I think that it's pretty dumb to say that one genre of gaming isn't "real gaming" or that you're "not a real gamer" if you play them (I've heard people on the internet and in real life speaking like this). A gamer is someone who plays games. You don't need to pass some sort of spiritual test to become a gamer - all you have to do is just play a game. It's so annoying when people say that others aren't "real gamers" or look down on them because they haven't played this and that. At the end of the day, it's just a *game*. It's not wholly important in the grand scheme of things.

Anyway, I think that mobile gaming will last for a good while. This is mainly because it's cheaper than console gaming and it appeals to almost everyone.


----------



## Bowie (Nov 10, 2014)

I frankly couldn't care less. Games are games, whether you're playing them on a wooden slab or a small device.


----------



## Lock (Nov 10, 2014)

Bowie said:


> I frankly couldn't care less. Games are games, whether you're playing them on a wooden slab or a small device.



I'm going to agree with Bowie.


----------



## Alienfish (Nov 10, 2014)

Lol, the 3/DS systems uses touchscreen, so does the Psvita system so they are not alone on that even though they might have to base it heavier on touch for phones.

And I prefer computer and other console to phones since you get more what you pay for at not just some rubbish you can clear on your way to work.


----------



## Story (Nov 10, 2014)

Noiru said:


> Lol, the 3/DS systems uses touchscreen, so does the Psvita system so they are not alone on that even though they might have to base it heavier on touch for phones.
> 
> And I prefer computer and other console to phones since you get more what you pay for at not just some rubbish you can clear on your way to work.


Actually, the 3DS uses a stylus which isn't the same thing when you account for player input. You can pinch and use multiple fingers with a touch screen, you can't do that with a stylus. I guess it may seem similar, but they are actually are two different ways of controlling things. I'll give you the vita and by extension the Dual Shock 4 on the PS4, but even those two are different in that player cannot directly see the inputs on the screen when they use the touch pad. And again, all of these examples have buttons too.

I guess I'm very much playing devil's advocate here, but I really, really love gaming it all its forms even mobile games. It is not often that I get a chance to talk about them since so many people dismiss them. And personally I'll play games in any way be it touchscreen, joysick, keyboard, motion control, voice control, ect. 

And to be fair, the mobile games are cheaper than any console games and most PC games so in most cases you do get what you pay for.

Coordinate annotation entries:
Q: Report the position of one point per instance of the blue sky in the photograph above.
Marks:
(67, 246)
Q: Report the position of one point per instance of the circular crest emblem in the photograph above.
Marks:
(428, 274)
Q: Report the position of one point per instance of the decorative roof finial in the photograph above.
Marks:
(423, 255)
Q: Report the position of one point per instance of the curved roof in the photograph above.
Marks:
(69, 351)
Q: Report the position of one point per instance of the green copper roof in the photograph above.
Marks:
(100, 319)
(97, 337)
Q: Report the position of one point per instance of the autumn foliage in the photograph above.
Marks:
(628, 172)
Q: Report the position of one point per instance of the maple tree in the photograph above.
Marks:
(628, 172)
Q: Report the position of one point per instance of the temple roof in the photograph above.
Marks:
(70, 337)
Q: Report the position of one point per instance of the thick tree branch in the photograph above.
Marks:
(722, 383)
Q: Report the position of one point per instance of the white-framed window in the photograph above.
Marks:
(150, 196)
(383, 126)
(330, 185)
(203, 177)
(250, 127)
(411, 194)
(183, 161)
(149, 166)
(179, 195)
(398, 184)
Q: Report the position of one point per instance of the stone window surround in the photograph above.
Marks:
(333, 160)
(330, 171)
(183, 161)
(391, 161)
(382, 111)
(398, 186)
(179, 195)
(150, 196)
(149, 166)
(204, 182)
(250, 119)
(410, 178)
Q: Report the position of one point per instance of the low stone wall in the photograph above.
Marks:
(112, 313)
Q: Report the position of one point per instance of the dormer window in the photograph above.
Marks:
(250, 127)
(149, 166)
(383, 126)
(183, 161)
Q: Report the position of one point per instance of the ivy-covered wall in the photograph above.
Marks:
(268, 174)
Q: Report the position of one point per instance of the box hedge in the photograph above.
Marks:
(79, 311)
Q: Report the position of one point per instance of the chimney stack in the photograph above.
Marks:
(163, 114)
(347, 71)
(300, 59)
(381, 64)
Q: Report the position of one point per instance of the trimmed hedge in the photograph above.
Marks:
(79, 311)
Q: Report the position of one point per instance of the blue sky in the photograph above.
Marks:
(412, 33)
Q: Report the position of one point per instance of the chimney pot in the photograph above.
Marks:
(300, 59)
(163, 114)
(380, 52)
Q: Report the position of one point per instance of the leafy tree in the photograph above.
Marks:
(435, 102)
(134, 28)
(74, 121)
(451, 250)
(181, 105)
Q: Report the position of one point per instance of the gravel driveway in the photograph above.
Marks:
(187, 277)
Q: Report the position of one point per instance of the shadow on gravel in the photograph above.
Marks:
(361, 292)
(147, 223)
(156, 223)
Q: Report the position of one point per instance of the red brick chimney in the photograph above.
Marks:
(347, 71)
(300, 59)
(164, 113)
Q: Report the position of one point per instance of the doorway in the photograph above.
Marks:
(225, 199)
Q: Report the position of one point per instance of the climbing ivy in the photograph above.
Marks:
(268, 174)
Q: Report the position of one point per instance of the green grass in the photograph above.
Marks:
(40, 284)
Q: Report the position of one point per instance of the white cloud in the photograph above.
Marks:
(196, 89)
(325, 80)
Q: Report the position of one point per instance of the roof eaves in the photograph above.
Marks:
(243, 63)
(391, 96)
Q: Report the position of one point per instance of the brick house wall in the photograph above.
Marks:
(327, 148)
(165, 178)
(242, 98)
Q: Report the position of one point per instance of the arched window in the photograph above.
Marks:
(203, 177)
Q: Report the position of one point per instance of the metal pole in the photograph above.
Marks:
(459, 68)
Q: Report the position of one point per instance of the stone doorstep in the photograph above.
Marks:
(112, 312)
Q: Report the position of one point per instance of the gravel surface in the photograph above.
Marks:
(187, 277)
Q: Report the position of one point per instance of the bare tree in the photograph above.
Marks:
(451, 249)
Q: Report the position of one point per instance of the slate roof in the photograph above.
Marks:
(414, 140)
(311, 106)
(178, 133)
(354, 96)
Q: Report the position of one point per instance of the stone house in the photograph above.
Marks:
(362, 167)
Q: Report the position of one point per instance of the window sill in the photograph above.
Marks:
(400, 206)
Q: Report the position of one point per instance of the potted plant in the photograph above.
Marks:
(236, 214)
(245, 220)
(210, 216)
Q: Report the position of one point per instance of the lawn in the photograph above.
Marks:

Written problem A:
Please edit the forum thread, giving the stretch from "Actually, the 3DS" through "have buttons too." again with "stylus" replaced by "pen".
Written problem B:
Work out how many lines of the rows contain the string "green", where case counts, and give only that number.

Final answer A:
Actually, the 3DS uses a pen which isn't the same thing when you account for player input. You can pinch and use multiple fingers with a touch screen, you can't do that with a pen. I guess it may seem similar, but they are actually are two different ways of controlling things. I'll give you the vita and by extension the Dual Shock 4 on the PS4, but even those two are different in that player cannot directly see the inputs on the screen when they use the touch pad. And again, all of these examples have buttons too.

Final answer B:
2